#### HOW TO COMPLETE THIS TASK
From the entries below, return only the lines starting at the one that contains "Query: tile floor" and ending at the one that contains "335, row 208", exactly as they stand.

"""

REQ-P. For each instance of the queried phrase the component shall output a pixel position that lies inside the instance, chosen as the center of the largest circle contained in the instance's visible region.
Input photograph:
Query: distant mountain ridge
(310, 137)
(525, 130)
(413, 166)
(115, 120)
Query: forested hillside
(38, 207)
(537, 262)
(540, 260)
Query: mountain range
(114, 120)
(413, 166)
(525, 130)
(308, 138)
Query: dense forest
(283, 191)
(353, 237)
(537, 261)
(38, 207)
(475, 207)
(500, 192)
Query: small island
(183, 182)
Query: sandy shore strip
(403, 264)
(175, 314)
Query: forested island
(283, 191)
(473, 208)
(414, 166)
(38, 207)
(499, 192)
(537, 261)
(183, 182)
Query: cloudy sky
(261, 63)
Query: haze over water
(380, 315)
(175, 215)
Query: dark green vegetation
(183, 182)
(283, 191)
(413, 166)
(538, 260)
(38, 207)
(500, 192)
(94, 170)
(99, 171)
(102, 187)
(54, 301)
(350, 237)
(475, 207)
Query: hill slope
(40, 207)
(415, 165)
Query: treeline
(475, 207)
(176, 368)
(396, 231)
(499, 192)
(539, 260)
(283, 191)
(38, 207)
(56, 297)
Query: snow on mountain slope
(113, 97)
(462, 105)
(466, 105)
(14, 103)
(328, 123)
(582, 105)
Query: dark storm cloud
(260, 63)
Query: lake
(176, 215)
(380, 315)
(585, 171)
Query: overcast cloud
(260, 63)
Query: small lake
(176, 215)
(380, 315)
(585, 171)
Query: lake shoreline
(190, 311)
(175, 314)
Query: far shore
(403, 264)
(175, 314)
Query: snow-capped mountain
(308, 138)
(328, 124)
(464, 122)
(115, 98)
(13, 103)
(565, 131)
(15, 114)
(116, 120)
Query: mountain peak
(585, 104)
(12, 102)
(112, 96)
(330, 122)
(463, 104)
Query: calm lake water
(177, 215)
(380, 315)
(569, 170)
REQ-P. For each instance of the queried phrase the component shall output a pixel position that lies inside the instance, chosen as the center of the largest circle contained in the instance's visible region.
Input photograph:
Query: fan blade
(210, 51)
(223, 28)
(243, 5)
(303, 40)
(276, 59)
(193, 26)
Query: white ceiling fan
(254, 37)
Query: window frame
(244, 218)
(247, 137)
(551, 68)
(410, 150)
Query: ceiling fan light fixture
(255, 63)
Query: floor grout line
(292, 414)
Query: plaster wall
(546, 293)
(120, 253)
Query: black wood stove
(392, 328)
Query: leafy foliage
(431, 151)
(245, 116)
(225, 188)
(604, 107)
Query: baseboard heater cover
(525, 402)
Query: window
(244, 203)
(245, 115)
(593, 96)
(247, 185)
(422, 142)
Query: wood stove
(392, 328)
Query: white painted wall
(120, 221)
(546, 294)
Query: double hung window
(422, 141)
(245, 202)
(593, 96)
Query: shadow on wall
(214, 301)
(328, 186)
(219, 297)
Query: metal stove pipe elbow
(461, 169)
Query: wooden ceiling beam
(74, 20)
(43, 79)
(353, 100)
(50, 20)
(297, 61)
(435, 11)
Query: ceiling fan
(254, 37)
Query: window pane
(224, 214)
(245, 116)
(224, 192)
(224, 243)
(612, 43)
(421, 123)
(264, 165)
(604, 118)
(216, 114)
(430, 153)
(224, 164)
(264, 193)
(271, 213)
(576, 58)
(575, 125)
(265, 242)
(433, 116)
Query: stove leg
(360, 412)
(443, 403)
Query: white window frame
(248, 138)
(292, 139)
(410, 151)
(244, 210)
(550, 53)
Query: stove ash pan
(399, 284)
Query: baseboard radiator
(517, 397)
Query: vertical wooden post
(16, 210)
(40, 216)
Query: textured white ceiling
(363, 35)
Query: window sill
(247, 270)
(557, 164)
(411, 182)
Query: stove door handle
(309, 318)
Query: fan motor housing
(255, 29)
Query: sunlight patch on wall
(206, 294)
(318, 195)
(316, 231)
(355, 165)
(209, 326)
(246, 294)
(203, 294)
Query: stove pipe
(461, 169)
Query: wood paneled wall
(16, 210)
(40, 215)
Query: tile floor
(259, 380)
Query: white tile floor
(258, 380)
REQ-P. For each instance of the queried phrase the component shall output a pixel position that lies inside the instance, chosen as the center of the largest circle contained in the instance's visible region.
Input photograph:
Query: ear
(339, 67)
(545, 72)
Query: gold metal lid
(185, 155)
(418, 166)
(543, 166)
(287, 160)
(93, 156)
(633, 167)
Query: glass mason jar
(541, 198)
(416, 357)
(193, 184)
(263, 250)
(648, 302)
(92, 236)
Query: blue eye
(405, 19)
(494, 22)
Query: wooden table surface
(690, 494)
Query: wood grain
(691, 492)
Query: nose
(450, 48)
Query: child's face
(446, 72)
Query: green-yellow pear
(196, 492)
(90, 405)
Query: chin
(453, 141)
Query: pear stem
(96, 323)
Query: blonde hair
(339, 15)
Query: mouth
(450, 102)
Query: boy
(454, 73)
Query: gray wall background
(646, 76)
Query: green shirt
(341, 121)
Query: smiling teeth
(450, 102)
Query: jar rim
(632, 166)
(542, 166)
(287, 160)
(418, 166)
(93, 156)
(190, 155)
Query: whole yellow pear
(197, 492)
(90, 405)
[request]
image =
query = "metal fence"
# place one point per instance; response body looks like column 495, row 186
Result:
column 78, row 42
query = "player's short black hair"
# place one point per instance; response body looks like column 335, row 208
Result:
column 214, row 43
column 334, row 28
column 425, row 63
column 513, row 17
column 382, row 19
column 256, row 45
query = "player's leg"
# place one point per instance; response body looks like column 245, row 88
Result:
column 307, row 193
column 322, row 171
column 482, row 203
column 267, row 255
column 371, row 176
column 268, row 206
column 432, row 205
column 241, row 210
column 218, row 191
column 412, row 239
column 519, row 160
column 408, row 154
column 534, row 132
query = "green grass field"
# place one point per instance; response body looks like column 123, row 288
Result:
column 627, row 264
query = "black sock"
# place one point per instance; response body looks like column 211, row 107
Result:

"""

#### WORKED SOLUTION
Query: tile floor
(259, 380)
Query: white tile floor
(258, 380)
REQ-P. For each instance of the queried phrase the component shall output a pixel position that lies inside the instance, chosen as the center of the largest circle contained in the instance's visible region.
Input photograph:
Query: ear
(339, 67)
(545, 72)
Query: gold metal lid
(185, 155)
(418, 166)
(543, 166)
(287, 160)
(93, 156)
(633, 167)
Query: glass mason jar
(541, 198)
(416, 357)
(193, 184)
(263, 250)
(648, 302)
(92, 236)
Query: blue eye
(405, 19)
(494, 22)
Query: wooden table surface
(690, 494)
Query: wood grain
(691, 492)
Query: nose
(450, 48)
Query: child's face
(446, 72)
Query: green-yellow pear
(196, 492)
(90, 405)
Query: chin
(453, 141)
Query: pear stem
(96, 323)
Query: blonde hair
(339, 15)
Query: mouth
(450, 102)
Query: boy
(454, 73)
Query: gray wall background
(646, 76)
Query: green shirt
(341, 121)
Query: smiling teeth
(450, 102)
Query: jar rim
(632, 166)
(542, 166)
(287, 160)
(418, 166)
(93, 156)
(190, 155)
Query: whole yellow pear
(197, 492)
(90, 405)
[request]
image =
query = "metal fence"
# place one point per instance; response body looks like column 495, row 186
Result:
column 78, row 42
query = "player's short black hair"
# place one point per instance; response body looks like column 335, row 208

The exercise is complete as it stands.